§ What the task asks
Copy the data below line for line, with nothing changed.

>> start

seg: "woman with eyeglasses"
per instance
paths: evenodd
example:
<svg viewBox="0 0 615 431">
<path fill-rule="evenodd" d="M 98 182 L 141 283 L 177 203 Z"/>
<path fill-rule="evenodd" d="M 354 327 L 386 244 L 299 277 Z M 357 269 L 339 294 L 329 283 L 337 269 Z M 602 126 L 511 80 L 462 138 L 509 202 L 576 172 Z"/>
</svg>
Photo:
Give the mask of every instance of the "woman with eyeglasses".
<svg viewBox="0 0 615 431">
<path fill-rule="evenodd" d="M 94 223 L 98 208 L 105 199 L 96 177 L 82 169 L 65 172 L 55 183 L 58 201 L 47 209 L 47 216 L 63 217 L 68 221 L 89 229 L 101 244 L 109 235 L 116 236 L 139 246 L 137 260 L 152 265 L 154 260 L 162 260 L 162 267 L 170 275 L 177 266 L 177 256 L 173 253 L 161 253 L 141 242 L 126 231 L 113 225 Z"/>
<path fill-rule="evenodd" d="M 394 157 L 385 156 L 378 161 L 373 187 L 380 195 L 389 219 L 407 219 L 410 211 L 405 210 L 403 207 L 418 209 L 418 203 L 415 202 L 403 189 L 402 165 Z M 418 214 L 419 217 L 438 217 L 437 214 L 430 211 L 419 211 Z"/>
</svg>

>> end

§ Reply
seg: "woman with eyeglasses"
per instance
paths: evenodd
example:
<svg viewBox="0 0 615 431">
<path fill-rule="evenodd" d="M 98 182 L 141 283 L 177 203 Z"/>
<path fill-rule="evenodd" d="M 354 327 L 386 244 L 299 277 Z M 357 269 L 339 294 L 329 283 L 337 269 Z M 602 126 L 511 80 L 462 138 L 509 202 L 576 172 Z"/>
</svg>
Photo:
Give the mask of every instance of the "woman with eyeglasses".
<svg viewBox="0 0 615 431">
<path fill-rule="evenodd" d="M 94 223 L 98 208 L 105 199 L 96 177 L 82 169 L 65 172 L 55 183 L 58 201 L 47 209 L 47 216 L 63 217 L 68 221 L 89 229 L 101 244 L 109 235 L 116 236 L 139 246 L 137 260 L 152 265 L 154 260 L 162 260 L 162 267 L 170 275 L 177 266 L 177 256 L 173 253 L 161 253 L 141 242 L 126 231 L 113 225 Z"/>
<path fill-rule="evenodd" d="M 394 157 L 385 156 L 378 161 L 373 187 L 380 195 L 389 219 L 407 219 L 410 211 L 405 210 L 403 207 L 418 209 L 418 203 L 415 202 L 403 189 L 402 165 Z M 418 214 L 419 217 L 438 217 L 437 214 L 430 211 L 419 211 Z"/>
</svg>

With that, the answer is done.